● What to do: Copy each line containing "horse" from the listing below.
### Dataset content ###
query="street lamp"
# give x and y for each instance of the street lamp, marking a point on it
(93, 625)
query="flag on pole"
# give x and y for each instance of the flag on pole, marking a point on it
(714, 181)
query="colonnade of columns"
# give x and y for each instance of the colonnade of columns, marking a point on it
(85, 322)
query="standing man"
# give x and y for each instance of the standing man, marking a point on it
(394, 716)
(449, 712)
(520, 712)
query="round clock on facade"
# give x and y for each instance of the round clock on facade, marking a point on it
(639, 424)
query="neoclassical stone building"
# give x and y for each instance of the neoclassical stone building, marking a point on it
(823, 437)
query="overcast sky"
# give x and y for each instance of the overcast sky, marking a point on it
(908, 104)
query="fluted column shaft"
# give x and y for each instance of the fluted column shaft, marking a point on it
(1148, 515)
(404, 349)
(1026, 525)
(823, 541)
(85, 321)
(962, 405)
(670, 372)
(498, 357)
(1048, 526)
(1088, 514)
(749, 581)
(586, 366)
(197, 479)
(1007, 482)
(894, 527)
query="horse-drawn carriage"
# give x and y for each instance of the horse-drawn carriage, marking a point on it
###
### Dataset content ###
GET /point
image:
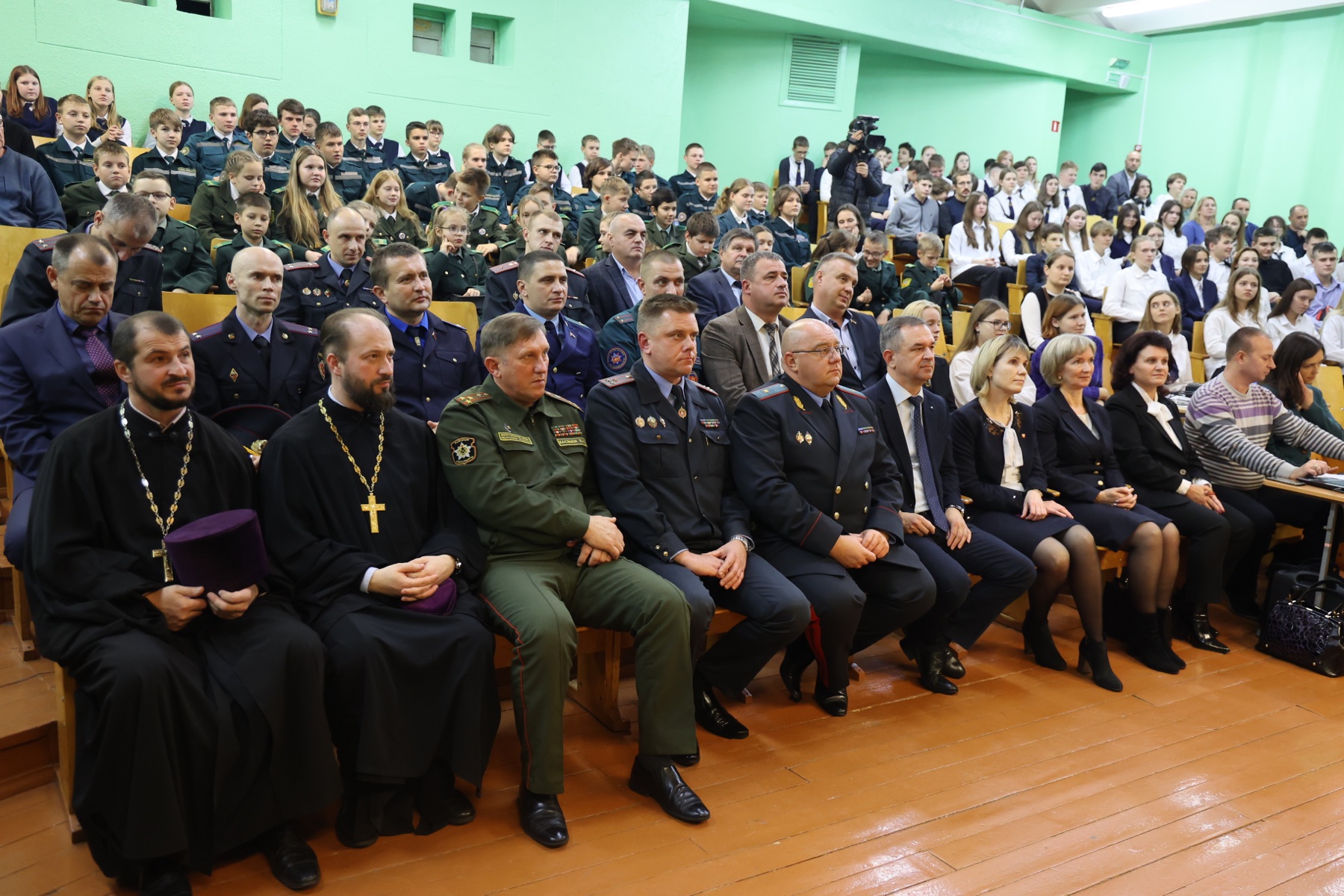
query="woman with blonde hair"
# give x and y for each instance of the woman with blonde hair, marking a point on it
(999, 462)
###
### Dataset content ###
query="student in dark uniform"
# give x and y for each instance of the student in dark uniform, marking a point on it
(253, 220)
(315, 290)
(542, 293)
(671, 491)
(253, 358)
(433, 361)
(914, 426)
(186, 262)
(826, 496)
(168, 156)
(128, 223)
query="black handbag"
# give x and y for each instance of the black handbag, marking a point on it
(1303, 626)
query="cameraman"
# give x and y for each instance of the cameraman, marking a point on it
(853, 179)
###
● Solution for this task:
query="horse-drawn carriage"
# give x and y for each instance of the horse-drawn carriage, marking a point on it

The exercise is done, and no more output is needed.